- **提示本文**:
+++++
[強化学習] 深層強化学習での対数確率密度計算と PyTorch 実装

Last updated at 2025-04-02Posted at 2025-03-31

概要と背景

概要

この記事では、深層強化学習のエージェント実装時に必要になる、数学的な計算処理の実装をいくつか紹介します
この記事のメインは、連続行動空間における強化学習エージェントの学習において Advantage を利用する際に必要になる、Action の対数確率密度 (log-probability density) を計算する方法についての解説です

背景

強化学習のコードを書いていると、log、exp、正規分布、tanh、対数確率密度 (log_prob) などを用いた複雑な数式が現れることがある。
自分の場合、これらの実装が正しいのかどうかを確認する術がなくて困った。
そこで、「よく使われる計算については実装してコードを記録しておこう」と思い立ち、この記事を書くことにしました。

題材

いずれも、「数式上はそういう結果になる」ということはわかっているものの、**「数式と実装とが合っているのか」**については確信が持てないものを題材とした。

数式の通りに実装したつもりであっても、実はその実装は数式を正しく反映していないということはよくある。その可能性を潰すために、このような確認を行った。

①初めのいっぽ (^ワ^*)

最初は非常に単純な動作確認。小手調べ。

1．log に対して exp を適用する
2．tanh を通した値を、 atanh で元に戻す

②標準的な処理

ほんの少し実用的。ちゃんと期待通りに動いているのか、ちょっと気になる処理。

3．1次元正規分布からデータをサンプリングする
4．~~多次元正規分布からデータをサンプリングする~~ (未対応)

③応用: 対数確率密度 (log_probs / log_pis) の計算

分布関数からサンプリングされた行動 (Action) の対数確率密度を計算する。

この記事を書く前は、対数確率密度の計算で何が行われているのか一見してよくわからなかった。しかし、数式を確認したり、 pytorch に実装されているコードも見たりして、何とか理解できたので記事にした。

5．1次元正規分布からサンプリングしている場合
- 5-1. Action を単純に正規分布からサンプリング
- 5-2. Action を出力する際に、正規分布からサンプリングした値を tanh 関数に通して Action とする
6．多次元正規分布からサンプリングしている場合
正しく実装するのはとても大変だった。
- 6-1. Action を単純に正規分布からサンプリング
- 6-2. Action を出力する際に、正規分布からサンプリングした値を tanh 関数に通して Action とする

これら①②③の動作確認を行う。

動作環境

item	version
OS	google colaboratory
Python	3.11.11
torch	2.6.0+cu124

ソースコードと確認結果

「5.」以降のソースコードは、github にもアップロードしています¹。

0. モジュールのインポート

import math

from matplotlib import pyplot as plt
import numpy as np
import pandas as pd

import torch
from torch.distributions import Normal

1. log に対して exp を適用する

1-1. 数式

数式で表すと、以下のような計算結果になることを期待している。
+++++
- **抽出データ**:
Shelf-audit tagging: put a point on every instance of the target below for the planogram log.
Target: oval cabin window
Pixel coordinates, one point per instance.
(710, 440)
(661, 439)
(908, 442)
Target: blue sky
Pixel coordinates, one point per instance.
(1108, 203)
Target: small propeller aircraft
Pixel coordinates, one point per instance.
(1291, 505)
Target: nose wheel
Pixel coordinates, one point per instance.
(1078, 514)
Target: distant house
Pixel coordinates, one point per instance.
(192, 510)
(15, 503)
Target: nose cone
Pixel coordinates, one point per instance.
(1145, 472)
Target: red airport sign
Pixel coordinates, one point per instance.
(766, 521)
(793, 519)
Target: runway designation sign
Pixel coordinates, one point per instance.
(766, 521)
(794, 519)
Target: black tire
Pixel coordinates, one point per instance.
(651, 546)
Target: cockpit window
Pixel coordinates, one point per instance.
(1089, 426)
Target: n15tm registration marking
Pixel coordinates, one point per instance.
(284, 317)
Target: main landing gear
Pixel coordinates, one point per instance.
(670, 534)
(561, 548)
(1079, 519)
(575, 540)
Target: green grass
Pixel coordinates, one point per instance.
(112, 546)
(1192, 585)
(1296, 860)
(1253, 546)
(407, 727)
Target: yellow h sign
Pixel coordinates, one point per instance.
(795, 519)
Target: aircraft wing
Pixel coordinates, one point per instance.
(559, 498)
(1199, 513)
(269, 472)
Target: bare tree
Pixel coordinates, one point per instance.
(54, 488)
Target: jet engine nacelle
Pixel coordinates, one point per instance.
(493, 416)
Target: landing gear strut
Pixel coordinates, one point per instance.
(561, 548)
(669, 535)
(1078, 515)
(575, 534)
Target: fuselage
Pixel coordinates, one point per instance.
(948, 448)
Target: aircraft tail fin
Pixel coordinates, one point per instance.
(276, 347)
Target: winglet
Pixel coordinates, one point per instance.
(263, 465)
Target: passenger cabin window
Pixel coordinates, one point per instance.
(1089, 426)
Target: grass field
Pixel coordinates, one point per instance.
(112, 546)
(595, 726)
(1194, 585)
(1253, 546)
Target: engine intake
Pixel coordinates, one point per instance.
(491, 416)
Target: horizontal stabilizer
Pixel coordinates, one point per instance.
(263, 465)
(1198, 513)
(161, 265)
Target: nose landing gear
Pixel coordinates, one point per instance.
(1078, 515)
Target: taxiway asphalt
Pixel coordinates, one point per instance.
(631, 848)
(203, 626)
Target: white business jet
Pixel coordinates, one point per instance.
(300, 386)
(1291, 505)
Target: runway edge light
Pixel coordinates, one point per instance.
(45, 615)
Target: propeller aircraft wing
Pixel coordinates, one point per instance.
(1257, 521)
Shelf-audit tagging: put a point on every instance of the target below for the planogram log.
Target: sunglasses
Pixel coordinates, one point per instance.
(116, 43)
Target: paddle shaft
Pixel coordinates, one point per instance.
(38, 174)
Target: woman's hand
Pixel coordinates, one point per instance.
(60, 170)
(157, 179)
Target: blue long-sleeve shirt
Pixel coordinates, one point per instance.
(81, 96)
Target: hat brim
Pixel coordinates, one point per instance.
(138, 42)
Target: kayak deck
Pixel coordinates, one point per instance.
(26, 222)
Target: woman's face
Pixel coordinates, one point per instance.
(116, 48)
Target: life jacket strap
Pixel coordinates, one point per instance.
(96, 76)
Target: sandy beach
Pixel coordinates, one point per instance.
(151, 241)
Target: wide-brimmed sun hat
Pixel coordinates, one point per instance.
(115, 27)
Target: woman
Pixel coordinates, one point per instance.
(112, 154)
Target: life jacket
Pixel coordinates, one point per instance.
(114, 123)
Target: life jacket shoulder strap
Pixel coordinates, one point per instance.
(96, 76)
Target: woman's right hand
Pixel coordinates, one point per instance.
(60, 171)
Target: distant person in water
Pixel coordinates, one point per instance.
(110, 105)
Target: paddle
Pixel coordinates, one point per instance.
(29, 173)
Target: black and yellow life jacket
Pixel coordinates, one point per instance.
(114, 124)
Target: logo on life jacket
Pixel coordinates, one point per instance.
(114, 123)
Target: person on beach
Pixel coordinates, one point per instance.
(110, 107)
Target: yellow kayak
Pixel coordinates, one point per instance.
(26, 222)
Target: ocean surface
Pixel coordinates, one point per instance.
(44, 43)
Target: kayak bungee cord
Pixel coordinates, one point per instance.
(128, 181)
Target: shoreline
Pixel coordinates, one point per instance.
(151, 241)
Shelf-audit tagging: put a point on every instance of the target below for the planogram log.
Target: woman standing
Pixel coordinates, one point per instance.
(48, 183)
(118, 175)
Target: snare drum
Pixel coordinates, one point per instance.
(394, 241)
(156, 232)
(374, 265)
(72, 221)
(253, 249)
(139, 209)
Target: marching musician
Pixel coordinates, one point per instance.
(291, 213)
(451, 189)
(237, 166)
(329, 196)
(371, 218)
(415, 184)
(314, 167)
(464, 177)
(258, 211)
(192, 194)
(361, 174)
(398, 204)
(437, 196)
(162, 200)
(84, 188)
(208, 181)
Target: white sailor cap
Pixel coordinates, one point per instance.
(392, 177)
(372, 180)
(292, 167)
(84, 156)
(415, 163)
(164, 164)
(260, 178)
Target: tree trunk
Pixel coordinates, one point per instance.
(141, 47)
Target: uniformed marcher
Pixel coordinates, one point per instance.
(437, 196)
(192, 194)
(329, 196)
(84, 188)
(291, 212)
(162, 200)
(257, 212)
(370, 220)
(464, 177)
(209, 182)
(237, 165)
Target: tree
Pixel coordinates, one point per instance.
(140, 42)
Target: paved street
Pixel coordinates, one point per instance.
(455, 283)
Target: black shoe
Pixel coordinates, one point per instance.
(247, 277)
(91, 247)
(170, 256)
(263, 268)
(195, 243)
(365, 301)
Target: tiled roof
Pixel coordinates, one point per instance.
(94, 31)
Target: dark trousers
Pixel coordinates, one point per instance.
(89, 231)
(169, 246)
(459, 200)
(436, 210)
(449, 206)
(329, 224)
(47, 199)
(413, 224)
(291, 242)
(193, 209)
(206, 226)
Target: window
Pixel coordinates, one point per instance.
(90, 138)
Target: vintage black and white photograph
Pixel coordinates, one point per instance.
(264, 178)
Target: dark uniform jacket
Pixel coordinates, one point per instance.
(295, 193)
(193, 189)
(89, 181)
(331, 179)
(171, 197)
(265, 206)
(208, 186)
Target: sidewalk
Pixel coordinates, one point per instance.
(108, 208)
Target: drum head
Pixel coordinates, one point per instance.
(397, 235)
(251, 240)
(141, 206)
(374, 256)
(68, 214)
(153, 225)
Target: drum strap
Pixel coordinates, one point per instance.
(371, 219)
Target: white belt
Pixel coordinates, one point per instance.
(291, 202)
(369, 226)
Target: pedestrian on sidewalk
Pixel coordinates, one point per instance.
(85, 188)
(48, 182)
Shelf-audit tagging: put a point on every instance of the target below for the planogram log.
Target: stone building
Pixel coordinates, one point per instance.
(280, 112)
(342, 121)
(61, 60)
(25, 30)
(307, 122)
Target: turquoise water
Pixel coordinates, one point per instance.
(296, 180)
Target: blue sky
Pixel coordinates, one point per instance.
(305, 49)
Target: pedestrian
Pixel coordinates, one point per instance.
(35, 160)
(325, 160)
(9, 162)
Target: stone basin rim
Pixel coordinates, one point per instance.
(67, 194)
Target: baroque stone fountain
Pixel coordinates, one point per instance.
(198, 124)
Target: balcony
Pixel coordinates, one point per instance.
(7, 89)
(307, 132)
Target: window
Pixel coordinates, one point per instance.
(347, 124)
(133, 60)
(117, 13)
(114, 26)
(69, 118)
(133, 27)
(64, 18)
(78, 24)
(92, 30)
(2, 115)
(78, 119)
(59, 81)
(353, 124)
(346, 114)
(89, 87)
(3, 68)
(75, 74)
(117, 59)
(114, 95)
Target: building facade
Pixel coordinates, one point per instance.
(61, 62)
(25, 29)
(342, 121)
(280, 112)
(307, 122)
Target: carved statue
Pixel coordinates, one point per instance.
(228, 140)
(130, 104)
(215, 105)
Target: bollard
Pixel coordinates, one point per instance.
+++++
- **課題**:
a – 提示本文の動作環境で使用されている torch のバージョンは何ですか。
b – 提示本文の「数式の通りに実装したつもりであっても」で始まる段落を、主要な内容を保ったまま一文に要約してください。
これらの記録は、提示本文とは別の資料です。

- **課題の解答**:
a – 2.6.0+cu124 です。

b – 数式通りに実装したつもりでも実際には数式が正しく反映されていないことがよくあるため、その可能性を潰す目的で確認を行いました。